■ **Reading passage**
<<<<
Me: ‘Is this a joke?? Are you serious??’

I handed the phone to my mom, and then she said, ‘it’s no joke!! They are serious!!’”

“We drove back to campus the next day, and when I walked into the gym, the lights felt like they were so much brighter. The team was standing there in the middle of the court, clapping for me.”

“Academically, classes at Notre Dame were so hard. I knew it was going to be hard, but I wasn’t doing as well as I thought I was going to do. The conversations were just so different from what I was used to. We never talked about economics or any of these topics at home. But my parents had instilled this tremendous work ethic in me, and told me that even though I didn’t have all of the resources that many of my peers had, if I worked hard I could make it happen. I called home and told my parents that I did not belong at Notre Dame, and my mother quickly told me that I needed to stop my ‘woe is me’ act. My mom sold her car so that I could stay in school. I may not have believed in myself, but she absolutely did.”

“My teammates, however, were so cool. They told me told me to keep coming to practice. The focus that I had from my senior year of high school, straight through to October of my freshman year at ND, it was a singular focus to play basketball at Notre Dame. Months and months of the same routine every day, run, workout, shoot, eat, study, sleep, repeat; had finally paid off with that moment in the gym when my teammates were applauding me as I walked in. Easily the most memorable moment I had during my time at Notre Dame.”

“I wasn’t one of those kids who had always wanted to be an Irishman, but once the opportunity presented itself to me, I knew it was where I wanted to be. Before Notre Dame came onto my radar I looked at Michigan, Michigan State, Ohio State, Princeton, UNC – Chapel Hill, Hawaii, and some smaller schools such as Akron and Grand Valley. I went to a private high school in Flint, Michigan, but many of my classmates were looking at schools local to Michigan and Ohio. Only one of my classmates came to Notre Dame with me. Schools like Yale, Cal Berkeley, Vanderbilt, Duke, and Brown … none of those schools were on my radar.”

Every student arrives at Notre Dame with visions of grandeur. The sky is the limit, the dreams are endless, and the confidence to reach the summit fills each and every cup. But then life happens. The journey along the Notre Dame Value Stream is not an easy one, and every student and student-athlete who roam the halls of Our Lady’s University will have their ups and downs during their years under the Golden Dome. But the beauty of the Notre Dame Value Stream is this; She knows the journey will not be without strife, and She is always there to show you the way, so that when you come out on the other side, you are a stronger person than you were when you went in. Charles’s journey was no different.
>>>>
[Items from a data source]
<<<<
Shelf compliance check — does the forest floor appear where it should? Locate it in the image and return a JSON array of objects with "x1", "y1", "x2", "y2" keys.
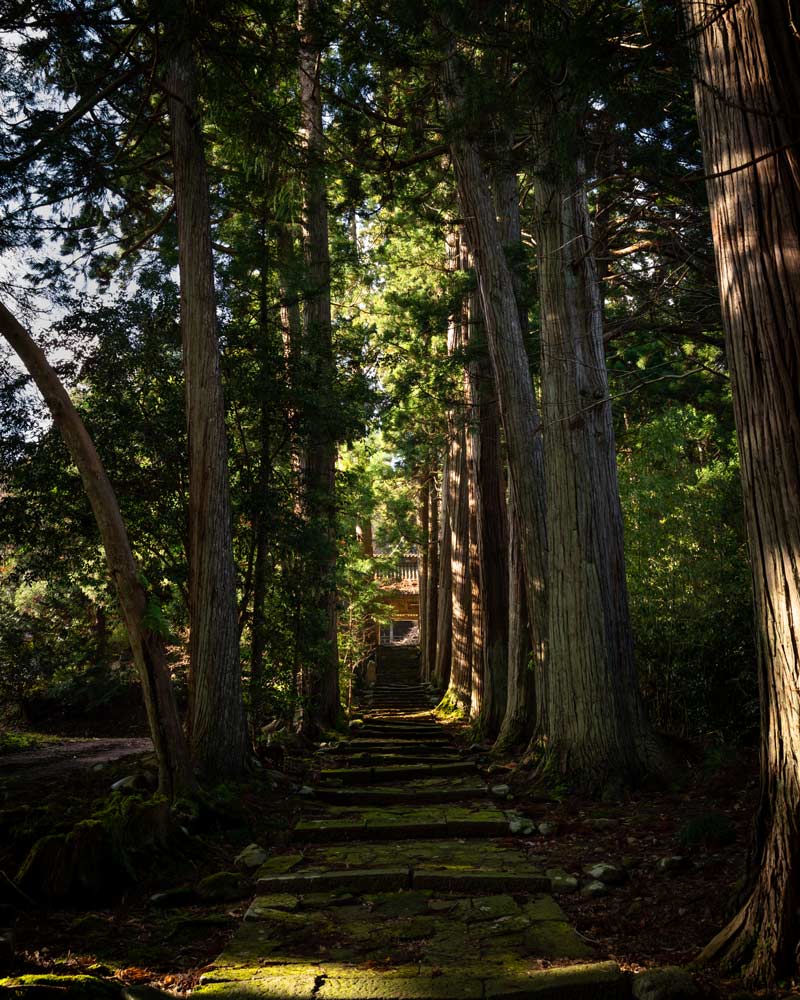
[{"x1": 0, "y1": 668, "x2": 764, "y2": 998}]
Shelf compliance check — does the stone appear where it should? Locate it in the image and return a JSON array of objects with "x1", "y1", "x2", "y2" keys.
[
  {"x1": 197, "y1": 872, "x2": 251, "y2": 903},
  {"x1": 484, "y1": 962, "x2": 628, "y2": 1000},
  {"x1": 256, "y1": 854, "x2": 303, "y2": 878},
  {"x1": 656, "y1": 854, "x2": 688, "y2": 875},
  {"x1": 632, "y1": 966, "x2": 701, "y2": 1000},
  {"x1": 150, "y1": 885, "x2": 197, "y2": 910},
  {"x1": 244, "y1": 892, "x2": 300, "y2": 920},
  {"x1": 583, "y1": 861, "x2": 625, "y2": 885},
  {"x1": 581, "y1": 879, "x2": 608, "y2": 899},
  {"x1": 111, "y1": 773, "x2": 150, "y2": 792},
  {"x1": 0, "y1": 927, "x2": 14, "y2": 966},
  {"x1": 583, "y1": 816, "x2": 619, "y2": 830},
  {"x1": 233, "y1": 844, "x2": 267, "y2": 872}
]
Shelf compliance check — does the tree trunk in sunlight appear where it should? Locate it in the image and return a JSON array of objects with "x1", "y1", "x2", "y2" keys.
[
  {"x1": 467, "y1": 282, "x2": 510, "y2": 738},
  {"x1": 445, "y1": 231, "x2": 472, "y2": 713},
  {"x1": 167, "y1": 41, "x2": 248, "y2": 777},
  {"x1": 423, "y1": 469, "x2": 439, "y2": 681},
  {"x1": 495, "y1": 483, "x2": 537, "y2": 753},
  {"x1": 684, "y1": 0, "x2": 800, "y2": 986},
  {"x1": 433, "y1": 450, "x2": 453, "y2": 691},
  {"x1": 298, "y1": 0, "x2": 339, "y2": 734},
  {"x1": 442, "y1": 51, "x2": 547, "y2": 720},
  {"x1": 534, "y1": 115, "x2": 655, "y2": 791},
  {"x1": 0, "y1": 303, "x2": 194, "y2": 801}
]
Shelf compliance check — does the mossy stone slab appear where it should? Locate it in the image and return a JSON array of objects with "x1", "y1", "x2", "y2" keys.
[
  {"x1": 525, "y1": 920, "x2": 595, "y2": 959},
  {"x1": 317, "y1": 973, "x2": 483, "y2": 1000},
  {"x1": 255, "y1": 854, "x2": 304, "y2": 878},
  {"x1": 484, "y1": 962, "x2": 630, "y2": 1000},
  {"x1": 256, "y1": 868, "x2": 411, "y2": 897},
  {"x1": 244, "y1": 892, "x2": 300, "y2": 920}
]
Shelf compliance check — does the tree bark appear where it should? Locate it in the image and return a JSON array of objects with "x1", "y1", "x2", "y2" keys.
[
  {"x1": 433, "y1": 450, "x2": 453, "y2": 691},
  {"x1": 0, "y1": 303, "x2": 194, "y2": 801},
  {"x1": 423, "y1": 470, "x2": 440, "y2": 681},
  {"x1": 535, "y1": 109, "x2": 654, "y2": 791},
  {"x1": 684, "y1": 0, "x2": 800, "y2": 986},
  {"x1": 417, "y1": 471, "x2": 431, "y2": 680},
  {"x1": 442, "y1": 51, "x2": 547, "y2": 716},
  {"x1": 494, "y1": 474, "x2": 538, "y2": 753},
  {"x1": 298, "y1": 0, "x2": 340, "y2": 731},
  {"x1": 167, "y1": 41, "x2": 248, "y2": 778}
]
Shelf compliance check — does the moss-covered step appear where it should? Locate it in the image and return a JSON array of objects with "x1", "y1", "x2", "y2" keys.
[
  {"x1": 317, "y1": 737, "x2": 453, "y2": 756},
  {"x1": 196, "y1": 890, "x2": 625, "y2": 1000},
  {"x1": 256, "y1": 866, "x2": 411, "y2": 896},
  {"x1": 292, "y1": 803, "x2": 510, "y2": 843},
  {"x1": 314, "y1": 781, "x2": 489, "y2": 805},
  {"x1": 304, "y1": 840, "x2": 545, "y2": 875},
  {"x1": 326, "y1": 747, "x2": 464, "y2": 767},
  {"x1": 320, "y1": 760, "x2": 476, "y2": 785}
]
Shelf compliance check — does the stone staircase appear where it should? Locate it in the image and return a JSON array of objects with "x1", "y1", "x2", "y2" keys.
[{"x1": 195, "y1": 648, "x2": 630, "y2": 1000}]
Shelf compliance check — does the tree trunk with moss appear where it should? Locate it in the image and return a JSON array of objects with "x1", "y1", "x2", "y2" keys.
>>>>
■ **Goals**
A. Please shorten the paragraph of the Notre Dame passage that begins "Academically, classes at Notre Dame were so hard," keeping its main facts.
B. In the Notre Dame passage, why did the moment when the team applauded in the gym mean so much to the narrator? Answer in one to three sentences.

■ **Answers per task**
A. Classes at Notre Dame were harder than I expected, and I wasn't doing as well as I had hoped. The conversations, on topics like economics, were unlike anything we talked about at home. My parents had given me a strong work ethic and told me that hard work could make up for having fewer resources than my peers. When I called home to say I didn't belong, my mother told me to stop my "woe is me" act, and she sold her car so I could stay in school. She believed in me even when I didn't.

B. From senior year of high school through October of freshman year, the narrator had focused only on playing basketball at Notre Dame. For months the narrator kept the same daily routine: run, work out, shoot, eat, study, sleep, repeat. That moment in the gym was when all of it finally paid off, and the narrator calls it easily the most memorable moment at Notre Dame.